**SHORT EXERCISE:** Return each item below word for word, with the pictures left out.

**RECORDS TO PROCESS:**
######
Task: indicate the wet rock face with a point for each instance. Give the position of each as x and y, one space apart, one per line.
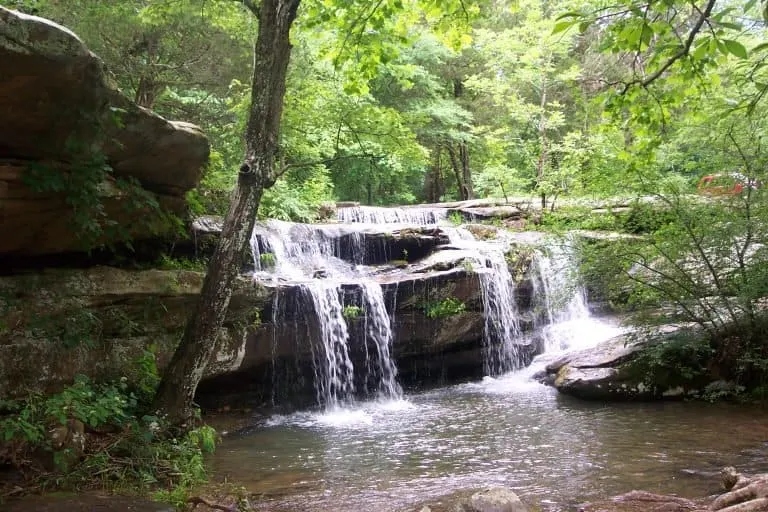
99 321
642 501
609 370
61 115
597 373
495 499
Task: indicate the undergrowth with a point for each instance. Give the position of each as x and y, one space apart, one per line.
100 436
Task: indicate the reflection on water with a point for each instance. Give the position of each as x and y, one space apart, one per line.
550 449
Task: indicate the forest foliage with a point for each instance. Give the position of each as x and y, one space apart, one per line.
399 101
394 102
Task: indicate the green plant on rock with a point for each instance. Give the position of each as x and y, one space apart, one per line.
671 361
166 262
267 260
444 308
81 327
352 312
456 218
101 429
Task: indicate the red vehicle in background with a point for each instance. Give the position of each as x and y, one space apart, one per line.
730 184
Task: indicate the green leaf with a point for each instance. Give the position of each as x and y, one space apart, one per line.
######
**COMPLETE ANSWER:**
Task: indicate the wet rock face with a point for each instance. Give the position of each as x and y, one space apart, one per line.
99 321
642 501
609 370
61 115
597 373
495 499
Task: indicate the undergrowth with a point for each instance. Give the position of each as x and y, one space apart, one per line.
100 436
Task: indicate the reflection on water with a point for each instance. Give the position of each as x and y, one space apart, one per line.
550 449
Task: indicate the forest foliage with a point for each instance. Give the position of each as x and y, one space apart, one per line.
399 101
394 102
Task: indicate the green plant on rock with a point for each instance. Give the position of each as x and y, one space apart, one per line.
671 361
166 262
267 260
444 308
81 327
352 312
456 218
101 429
Task: indicate the red vehicle in background with a point for each instance. Give the position of each as x and y, one space apart, one per line.
730 184
Task: indicate the green leaf with a point for each instance. Give the position of each as x and y, one space apart, one per line.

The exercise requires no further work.